Short task: Can you reproduce the records below line for line, leaving the pictures out?

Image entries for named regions

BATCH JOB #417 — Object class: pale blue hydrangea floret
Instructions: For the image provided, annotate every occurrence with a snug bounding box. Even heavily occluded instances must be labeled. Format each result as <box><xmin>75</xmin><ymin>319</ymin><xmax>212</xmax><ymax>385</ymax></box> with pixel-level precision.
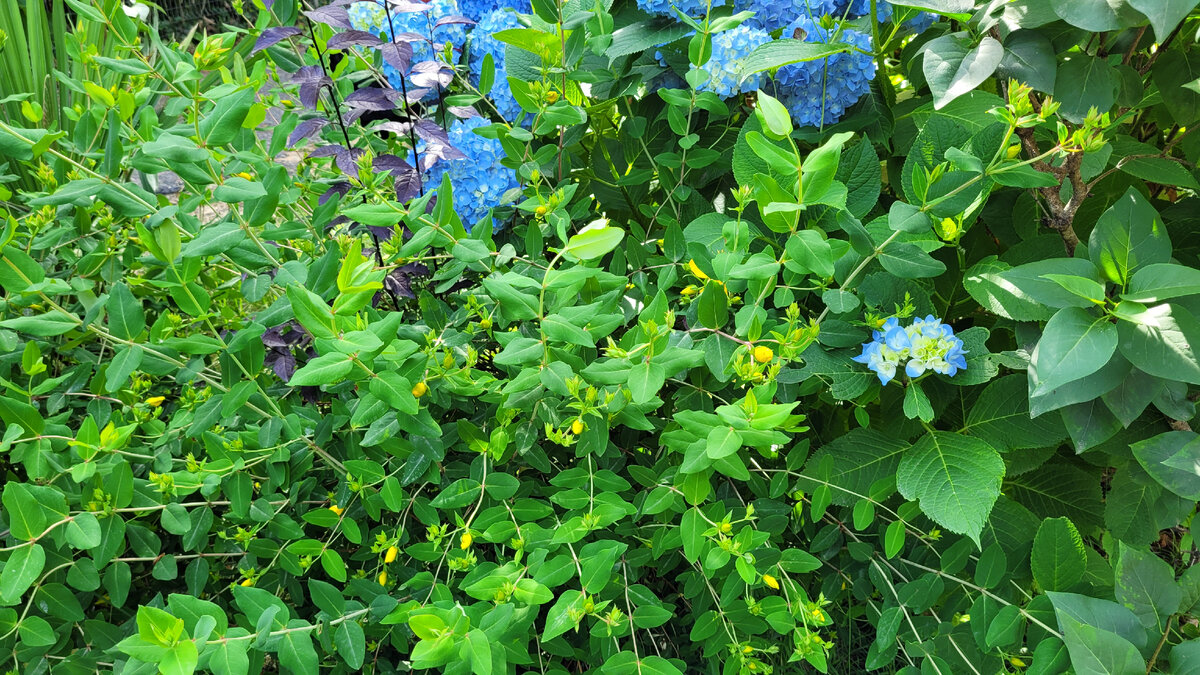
<box><xmin>458</xmin><ymin>0</ymin><xmax>533</xmax><ymax>23</ymax></box>
<box><xmin>853</xmin><ymin>315</ymin><xmax>967</xmax><ymax>386</ymax></box>
<box><xmin>734</xmin><ymin>0</ymin><xmax>838</xmax><ymax>30</ymax></box>
<box><xmin>347</xmin><ymin>0</ymin><xmax>467</xmax><ymax>89</ymax></box>
<box><xmin>469</xmin><ymin>10</ymin><xmax>521</xmax><ymax>121</ymax></box>
<box><xmin>775</xmin><ymin>17</ymin><xmax>875</xmax><ymax>127</ymax></box>
<box><xmin>700</xmin><ymin>24</ymin><xmax>770</xmax><ymax>98</ymax></box>
<box><xmin>637</xmin><ymin>0</ymin><xmax>725</xmax><ymax>17</ymax></box>
<box><xmin>425</xmin><ymin>118</ymin><xmax>518</xmax><ymax>231</ymax></box>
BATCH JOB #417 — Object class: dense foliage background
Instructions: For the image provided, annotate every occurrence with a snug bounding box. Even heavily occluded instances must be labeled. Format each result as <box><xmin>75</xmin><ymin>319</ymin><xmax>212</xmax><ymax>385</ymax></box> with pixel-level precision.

Solution for this exercise:
BATCH JOB #417 — Object class: pale blue hydrangea floret
Instructions: For the image provided, annotate every occurrence with a snug bounding box. Even heavily occluded instances must be labeled. Format each result as <box><xmin>75</xmin><ymin>319</ymin><xmax>212</xmax><ymax>385</ymax></box> with pixel-level precision.
<box><xmin>458</xmin><ymin>0</ymin><xmax>533</xmax><ymax>23</ymax></box>
<box><xmin>853</xmin><ymin>315</ymin><xmax>967</xmax><ymax>386</ymax></box>
<box><xmin>734</xmin><ymin>0</ymin><xmax>838</xmax><ymax>30</ymax></box>
<box><xmin>347</xmin><ymin>0</ymin><xmax>467</xmax><ymax>89</ymax></box>
<box><xmin>469</xmin><ymin>10</ymin><xmax>521</xmax><ymax>121</ymax></box>
<box><xmin>775</xmin><ymin>17</ymin><xmax>875</xmax><ymax>127</ymax></box>
<box><xmin>700</xmin><ymin>24</ymin><xmax>770</xmax><ymax>98</ymax></box>
<box><xmin>637</xmin><ymin>0</ymin><xmax>725</xmax><ymax>17</ymax></box>
<box><xmin>425</xmin><ymin>118</ymin><xmax>518</xmax><ymax>231</ymax></box>
BATCH JOB #417 — Object class: dense foliage background
Instructions: For the image provided, annotate every occurrence with a snug bounding box. Even heavily occluded instances must be labeled. Format each result as <box><xmin>75</xmin><ymin>319</ymin><xmax>212</xmax><ymax>385</ymax></box> with pixel-level precision.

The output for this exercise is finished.